▶ [SELECTED TEXT]
So that's a very compelling argument for why the answer to the question "should abortion be legal?" ought to be 'yes', within certain constraints (although I would contend that there's still plenty of room for debate over what those constraints should be). But what's infuriating about Dunt's article is that he then tries to blur the distinction between that point and his other - far less compelling - arguments for why abortion itself is positively desirable in a lot of cases. That may seem a fine distinction, but it's one that really matters, because it's perfectly possible for a country that intends to keep abortion legal to nevertheless make it an objective of public policy to minimise the abortion rate by non-legislative means. Conversely, a country in which Dunt's views hold sway wouldn't care one way or the other if the number of abortions continued to soar.

Dunt's most outrageous suggestion is that a high abortion rate is a good thing in the sense that it suppresses crime, because the unwanted babies of today are the criminals of tomorrow. Yes, that may in theory be an argument in favour of abortion, but to be logically consistent about it you'd also have to favour a selective cull of unloved children and disaffected young adults. Unless, of course, you can first establish that unborn babies are qualitatively different from other human beings.

▶ [COLLECTED MATERIAL]
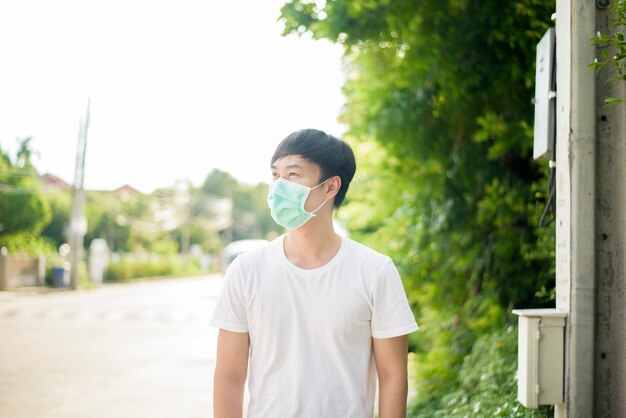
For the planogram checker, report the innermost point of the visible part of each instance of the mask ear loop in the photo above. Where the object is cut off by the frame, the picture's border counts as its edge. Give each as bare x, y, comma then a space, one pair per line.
313, 213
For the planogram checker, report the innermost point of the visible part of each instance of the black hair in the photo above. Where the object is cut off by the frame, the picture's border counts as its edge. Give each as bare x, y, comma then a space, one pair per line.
333, 155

▶ [YOUR ASSIGNMENT]
From the piece on legal abortion, extract the passage from "Dunt's most outrageous" to "other human beings." word for word.

▶ [EXERCISE ANSWER]
Dunt's most outrageous suggestion is that a high abortion rate is a good thing in the sense that it suppresses crime, because the unwanted babies of today are the criminals of tomorrow. Yes, that may in theory be an argument in favour of abortion, but to be logically consistent about it you'd also have to favour a selective cull of unloved children and disaffected young adults. Unless, of course, you can first establish that unborn babies are qualitatively different from other human beings.